PROBLEM - Transcribe the listing below verbatim, omitting pictures.

#### DATA PROVIDED ####

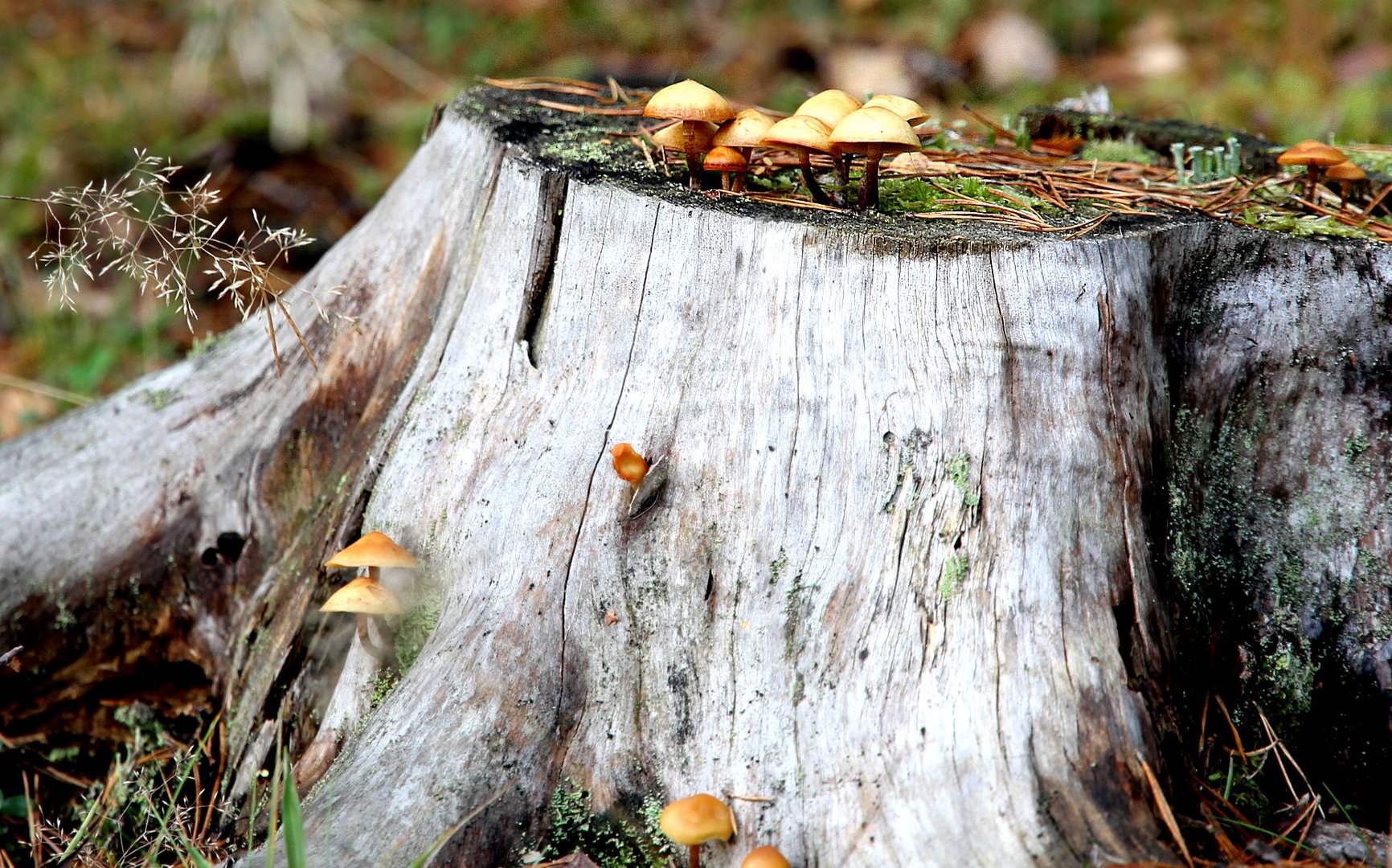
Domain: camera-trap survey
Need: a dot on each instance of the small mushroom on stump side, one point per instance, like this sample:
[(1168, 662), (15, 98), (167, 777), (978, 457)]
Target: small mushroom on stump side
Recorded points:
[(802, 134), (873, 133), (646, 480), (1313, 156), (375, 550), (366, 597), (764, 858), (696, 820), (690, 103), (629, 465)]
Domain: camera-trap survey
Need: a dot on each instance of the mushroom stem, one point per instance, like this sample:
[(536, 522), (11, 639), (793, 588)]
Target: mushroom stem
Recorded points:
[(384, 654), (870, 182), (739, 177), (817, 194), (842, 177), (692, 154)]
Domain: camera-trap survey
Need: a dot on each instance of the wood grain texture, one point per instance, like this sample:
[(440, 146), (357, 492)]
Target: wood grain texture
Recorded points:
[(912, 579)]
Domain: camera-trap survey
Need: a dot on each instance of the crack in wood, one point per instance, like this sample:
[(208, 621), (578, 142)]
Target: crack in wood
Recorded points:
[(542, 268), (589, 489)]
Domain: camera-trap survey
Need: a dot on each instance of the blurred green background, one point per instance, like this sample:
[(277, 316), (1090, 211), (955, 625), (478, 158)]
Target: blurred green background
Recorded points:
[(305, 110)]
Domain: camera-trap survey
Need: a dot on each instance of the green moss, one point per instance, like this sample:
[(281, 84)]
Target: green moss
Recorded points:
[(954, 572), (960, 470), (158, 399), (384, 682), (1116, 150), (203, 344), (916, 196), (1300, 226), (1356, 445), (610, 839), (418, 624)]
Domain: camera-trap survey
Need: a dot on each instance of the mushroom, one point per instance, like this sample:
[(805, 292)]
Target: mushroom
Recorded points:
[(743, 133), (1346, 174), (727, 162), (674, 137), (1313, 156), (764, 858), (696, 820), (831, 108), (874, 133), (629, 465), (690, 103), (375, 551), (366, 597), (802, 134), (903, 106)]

####

FINAL ANSWER -
Domain: camera-trap survey
Need: a dot on each instance of the small mushroom on stump side, one point per instance, like this sample:
[(1168, 662), (15, 98), (167, 777), (978, 457)]
Target: small mushroom on stump side
Recorded points:
[(802, 134), (873, 133), (646, 480), (1313, 156), (375, 550), (366, 597), (764, 858), (696, 820), (690, 103), (629, 465)]
Domain: camera-trap survey
Need: a dot on each instance of the mushroom stem, one point per instance, like this sample:
[(536, 522), (11, 639), (793, 588)]
Target: mushroom stem
Recorded points:
[(384, 654), (870, 182), (739, 177), (817, 194), (842, 177), (692, 154)]
Domain: camera-trap survey
Need: a dot on each instance of the wood grain texture, one point per instance, like this sample:
[(440, 146), (357, 492)]
Target: wood grain texture
Recorded points:
[(912, 579)]
Domain: camera-trap survey
Need: a dot on each instance of the crack in wood, one point per instance, like this sample:
[(208, 621), (578, 142)]
Target: crack in wood
Recorded points:
[(542, 268), (589, 489)]
Domain: camera-trap survey
Need: a dot on each instance of the blurred green background, one point per instance, like this sample:
[(277, 316), (1090, 211), (955, 625), (478, 158)]
Target: blurred green background
Recorded points:
[(305, 110)]
Domain: camera-trap survey
Need: a dot on each instance of the green moss, one point per instance, like this sample:
[(281, 84)]
Target: green moss
Recorded points:
[(954, 572), (960, 470), (158, 399), (384, 682), (1116, 150), (203, 344), (916, 196), (1300, 226), (1356, 445), (610, 839), (418, 624)]
Domain: camera-trap survey
Need: a dot on each instance of the mushroom, one point per instance, like this sample:
[(805, 292)]
Target: mushroom
Recorded points:
[(743, 133), (1346, 174), (727, 162), (674, 137), (1313, 156), (764, 858), (696, 820), (831, 108), (874, 133), (629, 465), (690, 103), (375, 551), (366, 597), (802, 134), (903, 106)]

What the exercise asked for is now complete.